Rewrite the records below from the line with "sleeve in the photo above." to the line with "(1034, 322)", putting "dot" wherever "marker" appears and leaving everything else unchanged.

━━━

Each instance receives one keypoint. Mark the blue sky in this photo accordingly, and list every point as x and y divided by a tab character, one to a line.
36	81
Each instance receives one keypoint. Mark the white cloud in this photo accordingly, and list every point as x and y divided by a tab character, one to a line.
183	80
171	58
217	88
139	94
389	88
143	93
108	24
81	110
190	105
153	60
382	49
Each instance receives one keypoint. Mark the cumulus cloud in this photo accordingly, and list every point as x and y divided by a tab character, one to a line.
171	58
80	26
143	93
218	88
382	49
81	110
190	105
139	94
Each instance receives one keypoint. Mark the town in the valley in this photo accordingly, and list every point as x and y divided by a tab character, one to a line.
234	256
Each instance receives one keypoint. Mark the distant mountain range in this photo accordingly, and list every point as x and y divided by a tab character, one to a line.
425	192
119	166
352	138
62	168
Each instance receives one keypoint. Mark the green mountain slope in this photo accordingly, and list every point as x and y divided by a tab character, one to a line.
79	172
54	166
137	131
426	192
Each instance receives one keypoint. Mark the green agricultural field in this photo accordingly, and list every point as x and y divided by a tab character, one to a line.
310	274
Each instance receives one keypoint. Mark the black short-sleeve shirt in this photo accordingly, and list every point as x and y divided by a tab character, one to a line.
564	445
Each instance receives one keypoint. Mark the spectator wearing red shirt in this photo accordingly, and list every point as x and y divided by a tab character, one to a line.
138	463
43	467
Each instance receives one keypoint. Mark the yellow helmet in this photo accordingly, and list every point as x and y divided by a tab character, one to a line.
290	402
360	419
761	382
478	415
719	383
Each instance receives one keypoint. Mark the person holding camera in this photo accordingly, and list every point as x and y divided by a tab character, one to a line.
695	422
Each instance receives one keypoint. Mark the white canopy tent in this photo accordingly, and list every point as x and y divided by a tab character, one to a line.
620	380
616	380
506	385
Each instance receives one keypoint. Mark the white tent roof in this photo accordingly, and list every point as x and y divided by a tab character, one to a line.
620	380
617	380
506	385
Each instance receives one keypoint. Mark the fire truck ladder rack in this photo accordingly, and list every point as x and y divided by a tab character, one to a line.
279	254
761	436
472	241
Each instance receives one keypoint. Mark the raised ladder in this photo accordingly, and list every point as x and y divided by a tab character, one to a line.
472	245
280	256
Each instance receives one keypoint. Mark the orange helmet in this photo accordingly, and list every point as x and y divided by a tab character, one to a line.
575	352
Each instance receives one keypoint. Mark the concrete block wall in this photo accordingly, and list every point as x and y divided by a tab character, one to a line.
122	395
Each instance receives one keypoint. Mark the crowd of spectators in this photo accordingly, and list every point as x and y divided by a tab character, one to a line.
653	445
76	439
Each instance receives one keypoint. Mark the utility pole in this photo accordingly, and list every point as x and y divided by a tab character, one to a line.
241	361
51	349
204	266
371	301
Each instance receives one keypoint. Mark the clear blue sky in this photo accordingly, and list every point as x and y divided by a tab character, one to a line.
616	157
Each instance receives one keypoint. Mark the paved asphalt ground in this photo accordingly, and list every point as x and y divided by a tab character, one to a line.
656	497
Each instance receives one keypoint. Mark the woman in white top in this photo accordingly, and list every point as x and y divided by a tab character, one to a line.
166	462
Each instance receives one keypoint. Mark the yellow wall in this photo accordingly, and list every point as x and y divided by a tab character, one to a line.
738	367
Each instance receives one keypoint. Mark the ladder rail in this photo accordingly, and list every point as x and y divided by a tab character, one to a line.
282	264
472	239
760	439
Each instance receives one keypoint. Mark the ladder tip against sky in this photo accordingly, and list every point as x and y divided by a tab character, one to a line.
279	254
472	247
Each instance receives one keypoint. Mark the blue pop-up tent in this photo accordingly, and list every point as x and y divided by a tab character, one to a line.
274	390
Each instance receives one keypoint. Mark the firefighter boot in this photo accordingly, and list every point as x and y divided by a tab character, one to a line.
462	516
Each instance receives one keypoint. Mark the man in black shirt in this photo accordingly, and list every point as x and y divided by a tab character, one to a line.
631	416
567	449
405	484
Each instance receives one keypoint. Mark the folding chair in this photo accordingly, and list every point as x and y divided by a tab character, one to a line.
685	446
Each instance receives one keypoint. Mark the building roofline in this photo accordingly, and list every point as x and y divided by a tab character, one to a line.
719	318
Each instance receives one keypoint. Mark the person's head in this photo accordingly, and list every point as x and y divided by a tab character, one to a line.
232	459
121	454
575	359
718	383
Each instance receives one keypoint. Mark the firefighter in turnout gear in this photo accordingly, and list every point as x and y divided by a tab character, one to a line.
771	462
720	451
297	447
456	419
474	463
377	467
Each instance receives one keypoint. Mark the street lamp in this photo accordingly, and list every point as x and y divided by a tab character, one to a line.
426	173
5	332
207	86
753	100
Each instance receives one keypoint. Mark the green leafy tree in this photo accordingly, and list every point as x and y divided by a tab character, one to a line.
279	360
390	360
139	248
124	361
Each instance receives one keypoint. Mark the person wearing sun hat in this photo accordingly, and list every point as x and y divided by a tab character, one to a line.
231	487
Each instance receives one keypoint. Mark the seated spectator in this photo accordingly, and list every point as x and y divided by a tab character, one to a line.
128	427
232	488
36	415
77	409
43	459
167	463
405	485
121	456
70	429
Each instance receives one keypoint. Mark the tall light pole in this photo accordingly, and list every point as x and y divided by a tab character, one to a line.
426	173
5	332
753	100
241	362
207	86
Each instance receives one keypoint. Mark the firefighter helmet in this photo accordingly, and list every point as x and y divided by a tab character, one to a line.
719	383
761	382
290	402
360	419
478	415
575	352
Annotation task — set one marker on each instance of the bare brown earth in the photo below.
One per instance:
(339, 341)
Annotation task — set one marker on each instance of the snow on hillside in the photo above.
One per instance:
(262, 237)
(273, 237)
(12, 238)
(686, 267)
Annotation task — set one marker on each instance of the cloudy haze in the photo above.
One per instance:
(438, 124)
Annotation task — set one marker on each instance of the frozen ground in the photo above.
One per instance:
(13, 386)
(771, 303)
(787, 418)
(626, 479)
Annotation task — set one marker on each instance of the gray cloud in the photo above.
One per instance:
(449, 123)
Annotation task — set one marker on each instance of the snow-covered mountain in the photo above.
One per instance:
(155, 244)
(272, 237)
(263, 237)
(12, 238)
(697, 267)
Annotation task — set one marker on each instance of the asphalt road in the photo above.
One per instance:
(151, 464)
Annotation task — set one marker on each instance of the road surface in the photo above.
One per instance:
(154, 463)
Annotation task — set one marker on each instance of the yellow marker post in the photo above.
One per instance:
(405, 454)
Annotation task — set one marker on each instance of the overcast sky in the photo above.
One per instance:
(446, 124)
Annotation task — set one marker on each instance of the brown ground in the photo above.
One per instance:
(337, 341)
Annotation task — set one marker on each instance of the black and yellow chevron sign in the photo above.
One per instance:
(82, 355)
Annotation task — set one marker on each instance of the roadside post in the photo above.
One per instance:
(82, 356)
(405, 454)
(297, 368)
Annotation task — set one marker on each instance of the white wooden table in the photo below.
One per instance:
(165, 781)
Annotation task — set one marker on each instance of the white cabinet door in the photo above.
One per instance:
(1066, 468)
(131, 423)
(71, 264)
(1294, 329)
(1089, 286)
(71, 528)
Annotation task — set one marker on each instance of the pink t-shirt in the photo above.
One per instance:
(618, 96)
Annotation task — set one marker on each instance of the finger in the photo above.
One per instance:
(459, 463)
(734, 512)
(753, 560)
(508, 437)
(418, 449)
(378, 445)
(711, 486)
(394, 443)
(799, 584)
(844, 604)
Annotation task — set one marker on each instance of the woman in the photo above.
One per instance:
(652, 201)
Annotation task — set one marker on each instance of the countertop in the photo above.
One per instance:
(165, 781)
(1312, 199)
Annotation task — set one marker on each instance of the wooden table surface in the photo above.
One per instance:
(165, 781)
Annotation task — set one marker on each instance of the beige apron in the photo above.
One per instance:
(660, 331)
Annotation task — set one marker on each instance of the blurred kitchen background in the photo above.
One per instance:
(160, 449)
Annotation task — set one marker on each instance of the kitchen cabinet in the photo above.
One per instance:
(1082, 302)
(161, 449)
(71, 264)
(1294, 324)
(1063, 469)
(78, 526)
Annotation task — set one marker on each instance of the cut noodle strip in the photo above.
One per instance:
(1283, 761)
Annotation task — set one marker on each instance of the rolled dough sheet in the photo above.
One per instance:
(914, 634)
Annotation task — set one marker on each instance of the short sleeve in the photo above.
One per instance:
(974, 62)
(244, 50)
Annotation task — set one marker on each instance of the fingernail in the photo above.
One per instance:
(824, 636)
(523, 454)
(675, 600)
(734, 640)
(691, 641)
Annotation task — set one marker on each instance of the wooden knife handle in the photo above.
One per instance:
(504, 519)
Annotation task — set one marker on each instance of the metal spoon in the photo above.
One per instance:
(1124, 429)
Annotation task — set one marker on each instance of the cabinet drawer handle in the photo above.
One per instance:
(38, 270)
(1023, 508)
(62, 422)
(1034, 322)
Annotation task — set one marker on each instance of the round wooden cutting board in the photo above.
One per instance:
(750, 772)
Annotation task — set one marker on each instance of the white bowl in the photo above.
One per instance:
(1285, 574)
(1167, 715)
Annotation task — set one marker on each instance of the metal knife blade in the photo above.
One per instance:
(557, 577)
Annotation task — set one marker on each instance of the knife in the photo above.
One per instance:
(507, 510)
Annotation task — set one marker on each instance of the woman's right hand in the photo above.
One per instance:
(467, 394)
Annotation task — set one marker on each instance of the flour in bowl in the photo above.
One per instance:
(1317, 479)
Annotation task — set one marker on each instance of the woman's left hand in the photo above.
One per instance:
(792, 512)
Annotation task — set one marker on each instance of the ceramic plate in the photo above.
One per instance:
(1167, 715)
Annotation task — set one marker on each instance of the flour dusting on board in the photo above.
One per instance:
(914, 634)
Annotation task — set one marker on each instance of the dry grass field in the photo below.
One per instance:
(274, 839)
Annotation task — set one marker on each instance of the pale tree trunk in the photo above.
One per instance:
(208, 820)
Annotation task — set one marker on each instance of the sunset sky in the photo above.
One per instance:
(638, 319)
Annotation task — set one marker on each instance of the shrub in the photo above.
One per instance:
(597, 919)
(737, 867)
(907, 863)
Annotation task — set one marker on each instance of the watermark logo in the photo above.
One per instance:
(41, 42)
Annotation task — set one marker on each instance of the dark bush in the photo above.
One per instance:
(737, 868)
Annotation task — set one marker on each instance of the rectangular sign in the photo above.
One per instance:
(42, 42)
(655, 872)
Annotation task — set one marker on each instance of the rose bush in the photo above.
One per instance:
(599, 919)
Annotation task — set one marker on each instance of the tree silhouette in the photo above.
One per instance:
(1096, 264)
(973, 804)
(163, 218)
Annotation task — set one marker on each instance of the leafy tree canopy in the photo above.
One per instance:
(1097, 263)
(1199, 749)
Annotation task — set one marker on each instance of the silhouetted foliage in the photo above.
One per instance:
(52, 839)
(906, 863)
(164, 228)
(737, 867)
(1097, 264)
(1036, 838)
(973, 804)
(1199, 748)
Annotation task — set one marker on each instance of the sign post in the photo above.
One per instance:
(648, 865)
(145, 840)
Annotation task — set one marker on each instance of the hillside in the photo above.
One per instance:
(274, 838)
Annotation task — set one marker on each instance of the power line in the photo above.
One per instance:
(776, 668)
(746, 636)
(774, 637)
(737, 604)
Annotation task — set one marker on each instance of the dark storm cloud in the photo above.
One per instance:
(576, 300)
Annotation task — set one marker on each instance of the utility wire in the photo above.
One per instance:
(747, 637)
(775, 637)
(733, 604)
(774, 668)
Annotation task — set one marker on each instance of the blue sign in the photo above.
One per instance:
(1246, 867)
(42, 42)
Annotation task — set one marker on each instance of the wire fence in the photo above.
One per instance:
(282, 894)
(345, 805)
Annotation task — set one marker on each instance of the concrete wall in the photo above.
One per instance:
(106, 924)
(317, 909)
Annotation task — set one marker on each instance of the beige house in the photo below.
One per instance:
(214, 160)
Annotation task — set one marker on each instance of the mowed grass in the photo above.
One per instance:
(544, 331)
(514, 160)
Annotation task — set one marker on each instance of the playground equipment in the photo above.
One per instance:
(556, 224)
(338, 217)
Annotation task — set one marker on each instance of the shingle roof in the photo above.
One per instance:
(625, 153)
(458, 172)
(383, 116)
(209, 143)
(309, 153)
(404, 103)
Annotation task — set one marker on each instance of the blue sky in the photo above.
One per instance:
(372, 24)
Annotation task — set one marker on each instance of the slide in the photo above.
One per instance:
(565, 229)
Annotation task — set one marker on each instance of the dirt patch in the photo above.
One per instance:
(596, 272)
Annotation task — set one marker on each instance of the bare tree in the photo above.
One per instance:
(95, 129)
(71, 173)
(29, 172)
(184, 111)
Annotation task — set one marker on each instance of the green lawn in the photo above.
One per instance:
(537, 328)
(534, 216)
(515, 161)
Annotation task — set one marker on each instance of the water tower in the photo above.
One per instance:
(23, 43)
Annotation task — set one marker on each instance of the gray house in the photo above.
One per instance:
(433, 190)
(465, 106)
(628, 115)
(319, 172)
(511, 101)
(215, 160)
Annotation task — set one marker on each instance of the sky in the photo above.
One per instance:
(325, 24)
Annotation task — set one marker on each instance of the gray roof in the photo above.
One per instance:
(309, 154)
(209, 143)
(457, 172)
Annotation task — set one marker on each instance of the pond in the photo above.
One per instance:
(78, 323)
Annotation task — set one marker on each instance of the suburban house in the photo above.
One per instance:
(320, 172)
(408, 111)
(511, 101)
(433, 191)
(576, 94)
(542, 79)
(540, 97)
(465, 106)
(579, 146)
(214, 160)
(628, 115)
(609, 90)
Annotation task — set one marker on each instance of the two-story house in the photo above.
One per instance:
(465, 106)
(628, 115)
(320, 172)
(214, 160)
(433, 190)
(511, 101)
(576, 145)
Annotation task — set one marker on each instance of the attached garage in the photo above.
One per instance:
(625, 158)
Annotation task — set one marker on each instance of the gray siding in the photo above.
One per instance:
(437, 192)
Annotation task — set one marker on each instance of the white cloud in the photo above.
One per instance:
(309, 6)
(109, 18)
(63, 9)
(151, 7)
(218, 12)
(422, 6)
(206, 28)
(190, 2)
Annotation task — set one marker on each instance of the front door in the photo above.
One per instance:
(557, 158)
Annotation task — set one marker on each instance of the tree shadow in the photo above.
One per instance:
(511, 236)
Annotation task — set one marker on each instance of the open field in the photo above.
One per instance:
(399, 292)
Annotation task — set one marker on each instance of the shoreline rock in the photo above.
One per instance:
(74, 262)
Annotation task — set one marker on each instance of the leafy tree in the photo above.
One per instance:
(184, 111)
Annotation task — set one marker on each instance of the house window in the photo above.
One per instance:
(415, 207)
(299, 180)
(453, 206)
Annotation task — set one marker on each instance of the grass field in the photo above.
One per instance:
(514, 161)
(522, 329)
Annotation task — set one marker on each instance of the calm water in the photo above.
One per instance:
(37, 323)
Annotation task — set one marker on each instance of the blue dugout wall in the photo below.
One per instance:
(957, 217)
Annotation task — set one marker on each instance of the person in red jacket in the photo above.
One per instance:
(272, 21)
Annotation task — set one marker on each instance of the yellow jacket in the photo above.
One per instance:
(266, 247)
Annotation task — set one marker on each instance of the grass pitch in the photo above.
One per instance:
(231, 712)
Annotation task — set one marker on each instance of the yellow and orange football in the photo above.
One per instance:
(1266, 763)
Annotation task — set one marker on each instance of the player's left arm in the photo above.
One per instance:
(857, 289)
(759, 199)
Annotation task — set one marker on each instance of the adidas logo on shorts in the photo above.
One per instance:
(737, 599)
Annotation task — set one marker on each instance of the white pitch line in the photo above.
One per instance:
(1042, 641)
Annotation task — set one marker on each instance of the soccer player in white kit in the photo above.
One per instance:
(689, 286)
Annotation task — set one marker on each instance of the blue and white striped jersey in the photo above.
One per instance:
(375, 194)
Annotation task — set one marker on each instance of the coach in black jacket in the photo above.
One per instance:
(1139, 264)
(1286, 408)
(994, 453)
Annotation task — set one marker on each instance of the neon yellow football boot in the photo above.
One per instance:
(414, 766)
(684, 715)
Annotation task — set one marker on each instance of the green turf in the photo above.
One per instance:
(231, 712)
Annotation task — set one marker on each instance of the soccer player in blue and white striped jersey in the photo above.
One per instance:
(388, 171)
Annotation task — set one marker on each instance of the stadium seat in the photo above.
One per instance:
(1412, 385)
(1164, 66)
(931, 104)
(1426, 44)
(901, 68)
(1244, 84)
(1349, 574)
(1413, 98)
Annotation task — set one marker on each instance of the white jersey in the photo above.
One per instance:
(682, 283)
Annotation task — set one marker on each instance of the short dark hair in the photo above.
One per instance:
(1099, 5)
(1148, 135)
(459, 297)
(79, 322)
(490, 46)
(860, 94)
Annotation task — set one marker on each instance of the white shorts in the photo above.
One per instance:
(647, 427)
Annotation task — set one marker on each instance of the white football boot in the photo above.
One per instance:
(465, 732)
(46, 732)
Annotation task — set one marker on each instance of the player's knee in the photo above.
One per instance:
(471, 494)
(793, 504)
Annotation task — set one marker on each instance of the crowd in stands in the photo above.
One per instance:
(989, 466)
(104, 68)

━━━

* [Task output]
Annotation task — set one dot on each instance of the short sleeve in the photo above.
One per instance:
(974, 62)
(244, 50)
Annotation task — set one dot on each instance of the fingernail in the photo above.
One per instance:
(824, 636)
(523, 454)
(675, 600)
(734, 640)
(691, 641)
Annotation task — set one dot on each instance of the wooden knife handle in the photo above.
One per instance:
(504, 519)
Annotation task — set one dot on each instance of the metal spoon in the photo above.
One per instance:
(1124, 429)
Annotation task — set one dot on each instance of the cabinet drawer handle in the photo above.
One per instance:
(38, 270)
(1023, 508)
(62, 422)
(1034, 322)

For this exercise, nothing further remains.